◆ EXERCISE INSTRUCTIONS
Retype the records in full, keeping each character as it is.

◆ LISTED RECORDS
==============================

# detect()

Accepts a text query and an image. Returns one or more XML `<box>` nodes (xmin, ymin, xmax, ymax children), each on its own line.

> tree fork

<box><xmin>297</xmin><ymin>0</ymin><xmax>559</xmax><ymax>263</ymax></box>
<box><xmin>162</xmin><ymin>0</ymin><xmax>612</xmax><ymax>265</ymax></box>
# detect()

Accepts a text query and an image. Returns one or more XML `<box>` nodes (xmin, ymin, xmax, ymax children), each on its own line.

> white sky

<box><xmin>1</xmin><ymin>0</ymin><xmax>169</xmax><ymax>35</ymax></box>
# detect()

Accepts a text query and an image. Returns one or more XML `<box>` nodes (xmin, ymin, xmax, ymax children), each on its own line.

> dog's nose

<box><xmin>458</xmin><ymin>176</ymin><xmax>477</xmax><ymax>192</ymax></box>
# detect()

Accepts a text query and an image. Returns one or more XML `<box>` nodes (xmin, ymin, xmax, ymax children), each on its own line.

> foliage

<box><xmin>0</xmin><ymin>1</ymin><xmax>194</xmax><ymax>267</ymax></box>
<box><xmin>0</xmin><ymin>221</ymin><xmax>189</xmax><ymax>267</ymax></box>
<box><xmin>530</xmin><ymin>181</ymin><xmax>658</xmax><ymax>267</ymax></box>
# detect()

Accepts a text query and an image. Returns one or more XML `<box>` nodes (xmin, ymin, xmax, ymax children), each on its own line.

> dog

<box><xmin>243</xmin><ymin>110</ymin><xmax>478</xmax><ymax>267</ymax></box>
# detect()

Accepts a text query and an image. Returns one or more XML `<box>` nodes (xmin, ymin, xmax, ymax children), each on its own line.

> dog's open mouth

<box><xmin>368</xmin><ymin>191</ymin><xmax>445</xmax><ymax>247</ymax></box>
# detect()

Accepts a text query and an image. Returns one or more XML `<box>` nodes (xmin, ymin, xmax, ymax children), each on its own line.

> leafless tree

==============================

◆ RESPONSE AREA
# detect()

Accepts a text query and an image. Returns one or more XML `<box>` nodes (xmin, ymin, xmax, ymax children), each on its own line.

> tree fork

<box><xmin>297</xmin><ymin>0</ymin><xmax>559</xmax><ymax>263</ymax></box>
<box><xmin>162</xmin><ymin>0</ymin><xmax>612</xmax><ymax>265</ymax></box>
# detect()

Accepts a text query and an image. Returns one or more XML `<box>` nodes (xmin, ymin, xmax, ymax children), each on its own line.

> white sky

<box><xmin>1</xmin><ymin>0</ymin><xmax>169</xmax><ymax>35</ymax></box>
# detect()

Accepts a text query and an image. Returns one or more XML `<box>` nodes (xmin, ymin, xmax, ymax children), each on its own line.

> dog's nose

<box><xmin>458</xmin><ymin>176</ymin><xmax>477</xmax><ymax>192</ymax></box>
# detect()

Accepts a text query and an image. Returns one or more XML `<box>` nodes (xmin, ymin, xmax, ymax children), each on its own line.

> foliage

<box><xmin>0</xmin><ymin>1</ymin><xmax>194</xmax><ymax>267</ymax></box>
<box><xmin>0</xmin><ymin>221</ymin><xmax>189</xmax><ymax>267</ymax></box>
<box><xmin>530</xmin><ymin>181</ymin><xmax>658</xmax><ymax>267</ymax></box>
# detect()

Accepts a text query and an image. Returns one or more XML `<box>` nodes (xmin, ymin, xmax, ymax children), each on its own line.

> dog

<box><xmin>243</xmin><ymin>110</ymin><xmax>478</xmax><ymax>267</ymax></box>
# detect()

Accepts a text query and an image. Returns one or more XML `<box>` nodes (xmin, ymin, xmax, ymax children), each on its own line.

> dog's open mouth

<box><xmin>368</xmin><ymin>191</ymin><xmax>445</xmax><ymax>247</ymax></box>
# detect()

Accepts a text query and an image. Returns one or more XML `<box>` nodes (xmin, ymin, xmax, ymax children), each on its own line.

> leafless tree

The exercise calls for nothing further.